*What is being asked:*
Please gather every line of the material below that contains the word "blue".

[Records from a point-labeling set]
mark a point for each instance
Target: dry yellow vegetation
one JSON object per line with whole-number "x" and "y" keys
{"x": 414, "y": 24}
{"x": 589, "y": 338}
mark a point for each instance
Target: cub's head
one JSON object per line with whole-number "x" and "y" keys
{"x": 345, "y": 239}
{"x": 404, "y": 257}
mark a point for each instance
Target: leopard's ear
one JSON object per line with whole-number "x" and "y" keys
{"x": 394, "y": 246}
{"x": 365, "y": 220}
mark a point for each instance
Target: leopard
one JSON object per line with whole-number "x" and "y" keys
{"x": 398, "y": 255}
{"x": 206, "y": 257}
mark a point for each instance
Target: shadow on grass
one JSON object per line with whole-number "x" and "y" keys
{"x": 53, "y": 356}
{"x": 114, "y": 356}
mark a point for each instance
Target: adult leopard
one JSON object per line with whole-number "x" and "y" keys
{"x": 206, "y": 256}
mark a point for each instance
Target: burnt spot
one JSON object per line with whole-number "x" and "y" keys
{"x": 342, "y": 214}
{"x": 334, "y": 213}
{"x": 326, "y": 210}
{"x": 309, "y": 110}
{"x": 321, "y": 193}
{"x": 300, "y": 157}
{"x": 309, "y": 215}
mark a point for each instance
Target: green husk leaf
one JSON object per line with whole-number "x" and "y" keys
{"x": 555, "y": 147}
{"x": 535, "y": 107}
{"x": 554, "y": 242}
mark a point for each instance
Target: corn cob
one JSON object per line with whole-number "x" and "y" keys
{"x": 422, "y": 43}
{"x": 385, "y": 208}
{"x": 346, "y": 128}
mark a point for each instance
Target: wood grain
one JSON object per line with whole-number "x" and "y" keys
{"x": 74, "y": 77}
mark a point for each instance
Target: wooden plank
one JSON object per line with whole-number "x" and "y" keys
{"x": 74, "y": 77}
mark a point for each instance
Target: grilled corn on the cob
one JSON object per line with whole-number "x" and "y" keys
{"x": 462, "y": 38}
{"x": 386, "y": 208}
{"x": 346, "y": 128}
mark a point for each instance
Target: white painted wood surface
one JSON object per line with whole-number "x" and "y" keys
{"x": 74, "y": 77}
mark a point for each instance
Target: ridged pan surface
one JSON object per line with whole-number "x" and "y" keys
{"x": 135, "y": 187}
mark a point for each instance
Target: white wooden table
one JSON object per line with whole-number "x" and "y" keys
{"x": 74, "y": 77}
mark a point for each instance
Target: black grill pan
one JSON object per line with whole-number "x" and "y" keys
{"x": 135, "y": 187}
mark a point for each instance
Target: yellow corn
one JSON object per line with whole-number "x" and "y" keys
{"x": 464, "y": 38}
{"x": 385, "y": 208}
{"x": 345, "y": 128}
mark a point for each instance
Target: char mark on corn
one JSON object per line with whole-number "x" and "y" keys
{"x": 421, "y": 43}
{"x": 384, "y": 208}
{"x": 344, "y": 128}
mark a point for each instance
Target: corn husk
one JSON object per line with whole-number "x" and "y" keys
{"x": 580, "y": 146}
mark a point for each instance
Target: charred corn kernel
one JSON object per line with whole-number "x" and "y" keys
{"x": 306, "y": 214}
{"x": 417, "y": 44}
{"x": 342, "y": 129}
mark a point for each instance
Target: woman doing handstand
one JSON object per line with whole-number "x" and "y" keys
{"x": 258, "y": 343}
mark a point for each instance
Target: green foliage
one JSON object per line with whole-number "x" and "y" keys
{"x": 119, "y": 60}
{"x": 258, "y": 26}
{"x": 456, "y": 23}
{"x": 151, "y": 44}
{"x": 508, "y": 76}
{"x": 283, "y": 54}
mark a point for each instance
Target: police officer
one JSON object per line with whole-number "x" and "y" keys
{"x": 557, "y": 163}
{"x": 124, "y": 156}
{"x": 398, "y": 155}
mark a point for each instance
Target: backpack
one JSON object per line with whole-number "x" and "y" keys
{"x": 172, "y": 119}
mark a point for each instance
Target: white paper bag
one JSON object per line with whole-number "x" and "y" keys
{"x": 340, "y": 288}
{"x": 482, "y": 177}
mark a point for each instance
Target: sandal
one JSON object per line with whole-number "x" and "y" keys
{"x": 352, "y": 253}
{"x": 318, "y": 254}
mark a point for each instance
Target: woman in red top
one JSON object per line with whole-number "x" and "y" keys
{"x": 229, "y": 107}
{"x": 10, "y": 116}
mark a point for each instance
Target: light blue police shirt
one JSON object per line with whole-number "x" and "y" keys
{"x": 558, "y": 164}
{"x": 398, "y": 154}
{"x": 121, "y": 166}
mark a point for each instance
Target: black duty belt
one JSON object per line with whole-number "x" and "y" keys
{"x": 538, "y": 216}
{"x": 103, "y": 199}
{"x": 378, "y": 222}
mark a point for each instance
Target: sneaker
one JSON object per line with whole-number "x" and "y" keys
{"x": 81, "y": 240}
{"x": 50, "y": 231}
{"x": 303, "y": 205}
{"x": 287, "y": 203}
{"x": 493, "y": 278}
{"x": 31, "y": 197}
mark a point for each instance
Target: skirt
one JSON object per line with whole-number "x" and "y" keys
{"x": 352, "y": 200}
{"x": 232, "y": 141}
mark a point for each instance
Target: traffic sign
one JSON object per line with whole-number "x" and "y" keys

* * *

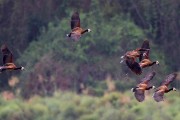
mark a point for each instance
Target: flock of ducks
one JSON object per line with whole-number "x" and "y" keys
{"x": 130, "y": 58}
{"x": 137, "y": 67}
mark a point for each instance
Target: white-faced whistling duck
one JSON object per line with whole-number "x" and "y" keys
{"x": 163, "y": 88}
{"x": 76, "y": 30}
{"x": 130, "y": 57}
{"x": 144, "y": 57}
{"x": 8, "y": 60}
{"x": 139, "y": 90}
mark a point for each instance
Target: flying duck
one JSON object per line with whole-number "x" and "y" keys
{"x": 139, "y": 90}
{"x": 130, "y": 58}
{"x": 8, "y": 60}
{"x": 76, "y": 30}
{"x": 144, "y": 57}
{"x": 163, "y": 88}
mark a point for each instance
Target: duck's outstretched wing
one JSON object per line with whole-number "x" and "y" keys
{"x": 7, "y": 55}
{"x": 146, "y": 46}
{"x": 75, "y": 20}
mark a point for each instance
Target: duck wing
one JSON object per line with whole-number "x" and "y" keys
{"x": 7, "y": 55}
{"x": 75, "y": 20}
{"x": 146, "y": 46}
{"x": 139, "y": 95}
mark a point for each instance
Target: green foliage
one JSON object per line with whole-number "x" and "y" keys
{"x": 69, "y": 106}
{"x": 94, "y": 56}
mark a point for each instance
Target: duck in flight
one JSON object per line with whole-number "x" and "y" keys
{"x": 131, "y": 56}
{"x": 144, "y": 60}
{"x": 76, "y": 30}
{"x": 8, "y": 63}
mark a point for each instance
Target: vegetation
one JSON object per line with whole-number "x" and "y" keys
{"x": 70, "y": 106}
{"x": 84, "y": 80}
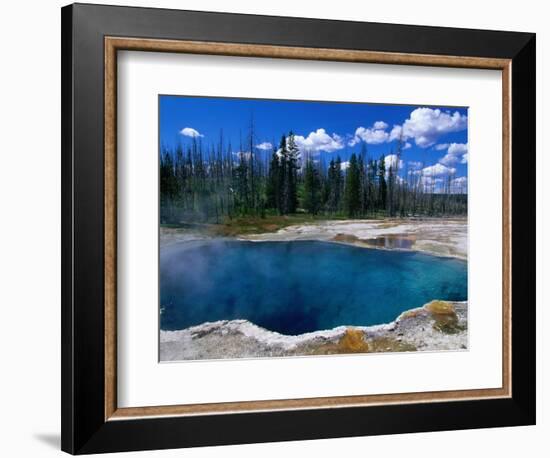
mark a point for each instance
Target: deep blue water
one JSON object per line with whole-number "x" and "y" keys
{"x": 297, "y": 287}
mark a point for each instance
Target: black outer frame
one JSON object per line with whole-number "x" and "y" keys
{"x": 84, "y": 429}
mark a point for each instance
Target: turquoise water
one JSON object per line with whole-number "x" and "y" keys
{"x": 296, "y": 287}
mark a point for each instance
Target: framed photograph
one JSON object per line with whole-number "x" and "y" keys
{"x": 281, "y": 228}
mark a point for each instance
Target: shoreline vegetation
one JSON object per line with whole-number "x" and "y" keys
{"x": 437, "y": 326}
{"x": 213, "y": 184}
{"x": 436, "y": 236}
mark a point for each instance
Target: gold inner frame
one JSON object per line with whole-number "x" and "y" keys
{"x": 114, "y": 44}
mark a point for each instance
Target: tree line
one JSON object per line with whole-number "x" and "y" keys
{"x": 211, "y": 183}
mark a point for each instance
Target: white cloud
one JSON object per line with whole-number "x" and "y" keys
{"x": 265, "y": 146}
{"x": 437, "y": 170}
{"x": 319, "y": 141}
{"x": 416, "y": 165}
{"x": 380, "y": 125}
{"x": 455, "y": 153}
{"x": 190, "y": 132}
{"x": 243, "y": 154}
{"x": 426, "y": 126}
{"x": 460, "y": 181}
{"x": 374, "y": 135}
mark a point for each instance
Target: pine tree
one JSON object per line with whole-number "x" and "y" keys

*Output below:*
Target: light blue police shirt
Target: deep blue water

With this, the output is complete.